:: EXERCISE DESCRIPTION ::
Extend the passage introducing Mark Weisbrot's book Failed, beginning after its last sentence.

Yves here. This is an extract from the new book, Failed, by Mark Weisbrot, the co-director, with Dean Baker, of the Center for Economic and Policy Research. I’ve been reading his book (all of my non-post related reading comes in snippets on the treadmill or airplanes, and the latter only when I have no WiFi) and like it so far. It has an excellent discussion of the role of the IMF, particularly its leverage via informal support from other major institutions, that by itself makes for important reading.

My only quibble is that Weisbrot accepts and promotes the widely accepted, but inaccurate idea that Greece would have been better off to have defied the Troika and tried going on the drachma. He like many other economists, analogizes Greece’s situation to Argentina circa 2002, when as Yanis Varoufakis pointed out strenuously in 2012 (and his comments then were directed at Weisbrot as well as Krugman, and Weisbrot has bizarrely chosen to brush them off) that the two were not comparable by virtue of Greece not having its own currency (as in Argentina was depreciating an existing currency, not facing the staggering complexities and collateral damage to imports and most important, its nearly 20% of GDP tourism sector) and the destabilizing effect a Grexit would have on the Eurozone, which in turn would blow back to Greece. Regular readers know we discussed this topic at exhaustive length, and financial service industry professionals with relevant expertise agree that our estimates of the time and costs involved in making the computer system changes (which must occur across numerous participants) would be likely to exceed our estimates of three years. The considerable cost and damage of a mere two-week of severe restrictions on Greek bank and business access to international payment systems were enough to bring Greece to its knees. The notion that Greece, which was and is in desperate shape, could take the hit of prolonged economic disruption of this level, ignores the high odds that Greece would slide in short order into being a failed state.

Point annotation records
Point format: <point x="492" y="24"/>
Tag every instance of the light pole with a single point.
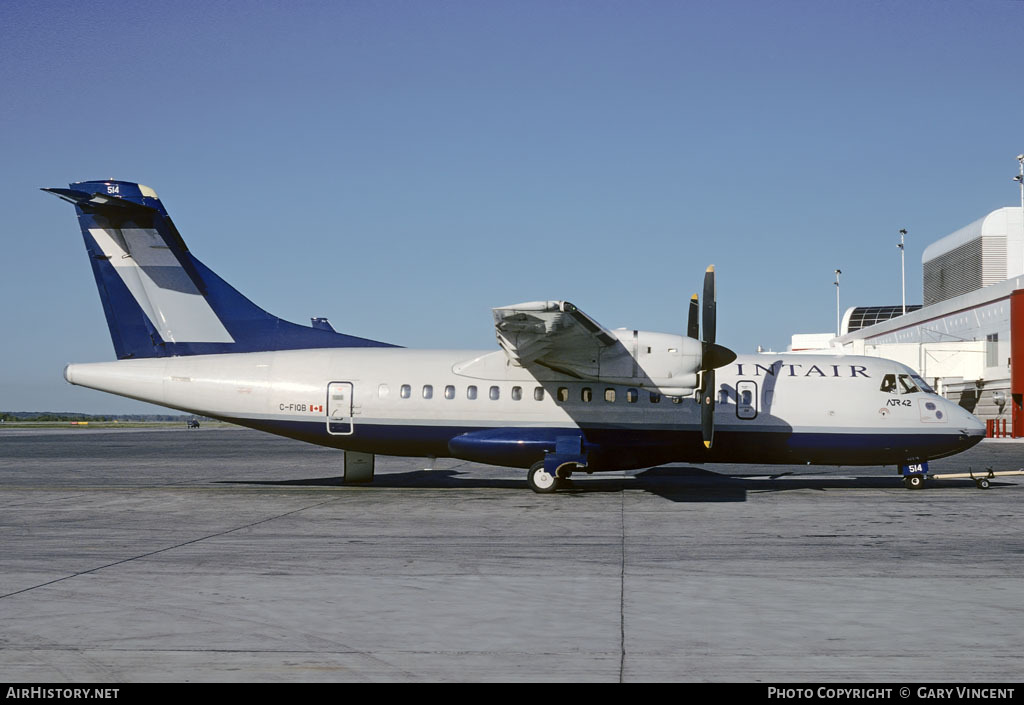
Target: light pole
<point x="902" y="267"/>
<point x="1020" y="179"/>
<point x="838" y="329"/>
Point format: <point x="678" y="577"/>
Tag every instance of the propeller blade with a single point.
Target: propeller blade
<point x="708" y="408"/>
<point x="692" y="320"/>
<point x="715" y="357"/>
<point x="709" y="305"/>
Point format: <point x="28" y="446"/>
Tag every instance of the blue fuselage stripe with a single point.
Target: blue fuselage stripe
<point x="625" y="448"/>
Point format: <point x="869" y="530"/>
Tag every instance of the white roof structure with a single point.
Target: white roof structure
<point x="985" y="252"/>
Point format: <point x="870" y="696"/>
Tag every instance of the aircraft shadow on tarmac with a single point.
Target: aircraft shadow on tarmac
<point x="675" y="483"/>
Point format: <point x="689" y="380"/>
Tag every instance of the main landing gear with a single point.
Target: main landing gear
<point x="982" y="481"/>
<point x="914" y="482"/>
<point x="543" y="482"/>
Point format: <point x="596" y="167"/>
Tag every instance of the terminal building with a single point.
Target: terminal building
<point x="968" y="337"/>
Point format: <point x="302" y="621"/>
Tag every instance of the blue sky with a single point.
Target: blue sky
<point x="401" y="167"/>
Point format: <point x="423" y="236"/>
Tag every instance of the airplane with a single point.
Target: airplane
<point x="560" y="395"/>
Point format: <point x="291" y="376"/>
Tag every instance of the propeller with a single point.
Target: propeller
<point x="712" y="356"/>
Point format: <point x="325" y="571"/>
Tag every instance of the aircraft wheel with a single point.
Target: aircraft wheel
<point x="914" y="482"/>
<point x="541" y="481"/>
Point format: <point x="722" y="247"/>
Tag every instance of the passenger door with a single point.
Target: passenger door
<point x="339" y="408"/>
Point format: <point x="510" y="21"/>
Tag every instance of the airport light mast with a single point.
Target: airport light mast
<point x="1020" y="179"/>
<point x="838" y="324"/>
<point x="902" y="267"/>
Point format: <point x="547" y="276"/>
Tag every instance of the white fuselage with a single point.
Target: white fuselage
<point x="778" y="408"/>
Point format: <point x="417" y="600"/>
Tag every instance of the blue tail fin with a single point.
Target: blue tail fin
<point x="159" y="299"/>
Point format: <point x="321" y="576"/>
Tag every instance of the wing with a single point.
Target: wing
<point x="554" y="334"/>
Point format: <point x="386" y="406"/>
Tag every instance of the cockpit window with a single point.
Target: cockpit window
<point x="902" y="384"/>
<point x="906" y="385"/>
<point x="889" y="383"/>
<point x="925" y="386"/>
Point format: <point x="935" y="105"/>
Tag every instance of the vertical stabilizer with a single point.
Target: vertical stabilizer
<point x="159" y="299"/>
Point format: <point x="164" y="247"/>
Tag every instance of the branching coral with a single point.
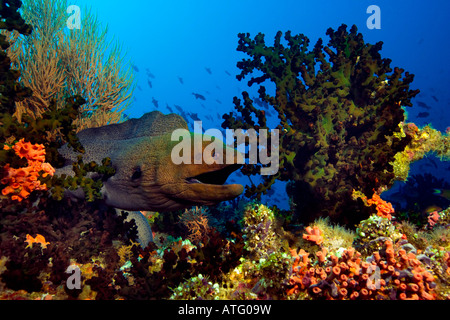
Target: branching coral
<point x="56" y="63"/>
<point x="423" y="142"/>
<point x="339" y="108"/>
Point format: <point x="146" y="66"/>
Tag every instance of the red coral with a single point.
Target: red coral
<point x="22" y="181"/>
<point x="314" y="235"/>
<point x="384" y="209"/>
<point x="390" y="274"/>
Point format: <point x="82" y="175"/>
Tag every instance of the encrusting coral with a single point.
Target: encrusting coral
<point x="339" y="110"/>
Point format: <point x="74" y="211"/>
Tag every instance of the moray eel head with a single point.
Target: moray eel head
<point x="151" y="180"/>
<point x="147" y="178"/>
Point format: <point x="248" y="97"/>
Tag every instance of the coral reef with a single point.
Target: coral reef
<point x="424" y="141"/>
<point x="390" y="274"/>
<point x="339" y="108"/>
<point x="239" y="249"/>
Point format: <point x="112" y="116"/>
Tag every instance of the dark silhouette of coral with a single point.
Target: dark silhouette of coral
<point x="339" y="110"/>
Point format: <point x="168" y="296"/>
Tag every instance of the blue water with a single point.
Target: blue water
<point x="181" y="41"/>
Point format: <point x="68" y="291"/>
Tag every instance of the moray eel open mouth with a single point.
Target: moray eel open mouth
<point x="218" y="177"/>
<point x="206" y="188"/>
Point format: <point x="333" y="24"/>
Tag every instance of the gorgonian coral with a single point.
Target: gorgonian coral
<point x="22" y="181"/>
<point x="339" y="109"/>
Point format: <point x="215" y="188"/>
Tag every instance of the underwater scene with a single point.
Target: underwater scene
<point x="224" y="150"/>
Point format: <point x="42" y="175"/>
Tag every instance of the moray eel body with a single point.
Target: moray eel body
<point x="146" y="179"/>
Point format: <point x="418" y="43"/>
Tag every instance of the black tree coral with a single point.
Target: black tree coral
<point x="339" y="110"/>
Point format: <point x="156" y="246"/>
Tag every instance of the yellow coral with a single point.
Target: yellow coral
<point x="424" y="141"/>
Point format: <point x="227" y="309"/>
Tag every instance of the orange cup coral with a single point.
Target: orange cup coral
<point x="22" y="181"/>
<point x="313" y="234"/>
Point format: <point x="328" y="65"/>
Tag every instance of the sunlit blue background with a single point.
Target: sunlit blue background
<point x="180" y="39"/>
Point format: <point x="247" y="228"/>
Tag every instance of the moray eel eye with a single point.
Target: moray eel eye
<point x="136" y="174"/>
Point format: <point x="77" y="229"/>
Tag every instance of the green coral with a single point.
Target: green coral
<point x="91" y="187"/>
<point x="52" y="128"/>
<point x="268" y="255"/>
<point x="10" y="91"/>
<point x="196" y="288"/>
<point x="339" y="109"/>
<point x="423" y="142"/>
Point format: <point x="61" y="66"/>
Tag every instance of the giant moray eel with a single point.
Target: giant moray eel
<point x="146" y="179"/>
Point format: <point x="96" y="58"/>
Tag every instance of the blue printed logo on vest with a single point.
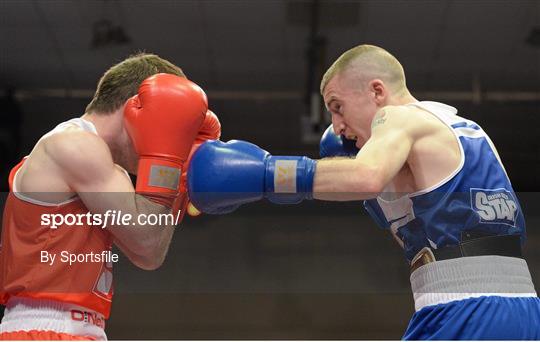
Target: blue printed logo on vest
<point x="494" y="206"/>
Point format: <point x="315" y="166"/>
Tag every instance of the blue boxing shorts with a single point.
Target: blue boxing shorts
<point x="474" y="298"/>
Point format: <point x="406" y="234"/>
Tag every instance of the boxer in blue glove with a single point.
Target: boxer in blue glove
<point x="429" y="176"/>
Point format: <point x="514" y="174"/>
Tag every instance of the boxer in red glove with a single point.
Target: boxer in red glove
<point x="143" y="119"/>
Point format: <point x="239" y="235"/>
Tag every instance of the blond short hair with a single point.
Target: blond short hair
<point x="369" y="62"/>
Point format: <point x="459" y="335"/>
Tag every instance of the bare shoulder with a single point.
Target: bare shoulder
<point x="76" y="148"/>
<point x="410" y="119"/>
<point x="77" y="155"/>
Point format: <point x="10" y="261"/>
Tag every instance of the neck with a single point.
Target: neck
<point x="109" y="127"/>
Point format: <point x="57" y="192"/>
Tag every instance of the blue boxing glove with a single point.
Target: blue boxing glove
<point x="333" y="145"/>
<point x="223" y="176"/>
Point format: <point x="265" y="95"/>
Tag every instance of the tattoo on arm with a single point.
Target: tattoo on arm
<point x="379" y="119"/>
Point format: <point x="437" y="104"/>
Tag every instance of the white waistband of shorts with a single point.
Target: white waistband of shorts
<point x="444" y="281"/>
<point x="46" y="315"/>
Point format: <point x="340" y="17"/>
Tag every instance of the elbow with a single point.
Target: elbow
<point x="150" y="256"/>
<point x="369" y="181"/>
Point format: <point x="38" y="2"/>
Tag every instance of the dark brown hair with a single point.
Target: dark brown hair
<point x="122" y="81"/>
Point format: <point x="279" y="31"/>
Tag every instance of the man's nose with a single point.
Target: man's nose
<point x="337" y="125"/>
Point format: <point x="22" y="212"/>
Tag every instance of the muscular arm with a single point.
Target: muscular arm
<point x="377" y="163"/>
<point x="87" y="167"/>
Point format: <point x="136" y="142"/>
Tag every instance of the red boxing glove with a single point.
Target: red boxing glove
<point x="210" y="130"/>
<point x="163" y="120"/>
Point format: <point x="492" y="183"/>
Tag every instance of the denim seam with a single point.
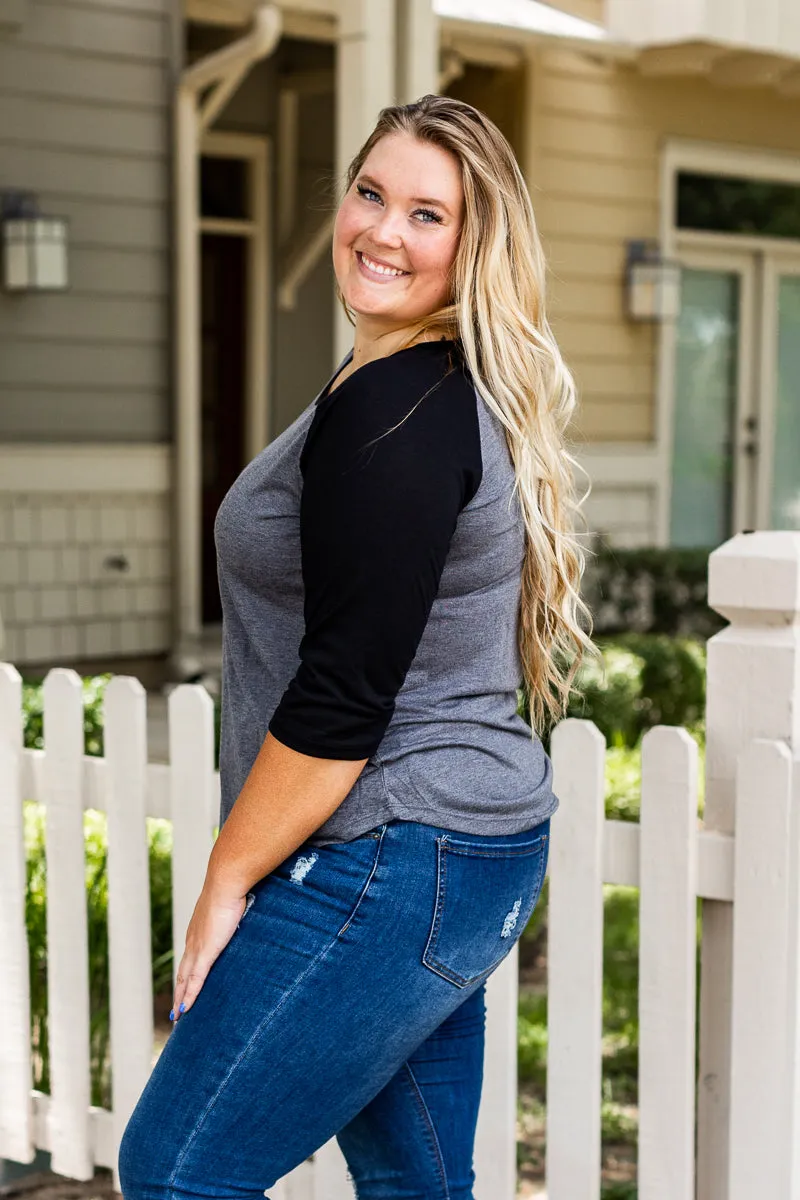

:: THE REPLY ::
We’ve been surprised, as well as frustrated, by the resistance of people who profess to be analytical, to to hear that Greece only has very bad options. While bowing to the Troikas’ misguided plan was akin to having one hand amputated, with the high odds of having the fingers on the other hand cut off over time one by one, the alternative of a Grexit was akin to an immediate amputation of both legs. And a s clearly unpalatable as it was to again agree to wear the austerity hairshirt, Greek citizens were also unwilling to leave the Eurozone.

While a dramatic break has the emotional appeal of shocking and potentially hurting Greece’s counterparties, particularly Germany, the reality is that Greece would suffer far and away the most damage. By contrast, hanging on longer, as unattractive as that seems, keeps alive Greece’s best hope for rescue: that other countries rebel against austerity, as Portugal is to a degree and Marine Le Pen is doing in a far more concerted manner in France. The shifts in the game board that have the potential for the least bad outcomes for Greece lie almost entirely outside Greece’s control and depend on how quickly the inevitable failure of austerity policies leads to broad scale changes.


By Mark Weisbrot, an American economist, columnist and co-director, with Dean Baker, of the Center for Economic and Policy Research in Washington, D.C. Excerpted from his book Failed: What the “Experts” Got Wrong about the Global Economy. Cross posted from Alternet


Of all the examples of neoliberal policy failure since the Great Recession, the eurozone crisis stands out as a work of art. The European authorities who made this mess—the European Commission, the European Central Bank (ECB), and the International Monetary Fund (IMF)—known as “the troika”—provide one of the clearest, large-scale demonstrations in modern times of the damage that can be done when people in high places get their basic macroeconomic policies wrong. That it has happened in a set of high-income economies with previously well-developed democratic institutions makes it even more compelling.

It is necessary to say “previously well-developed” democratic institutions because the eurozone countries surrendered their sovereign rights to control their most important macroeconomic policies: first monetary and exchange rate policy, and then increasingly fiscal policy for the so-called PIIGS countries (Portugal, Italy, Ireland, Greece, and Spain). As we will see, this was a profound loss of democratic governance, and one for which tens of millions of eurozone residents would pay dearly in the years following the world financial crisis and recession of 2008–2009, and for as yet untold years to come.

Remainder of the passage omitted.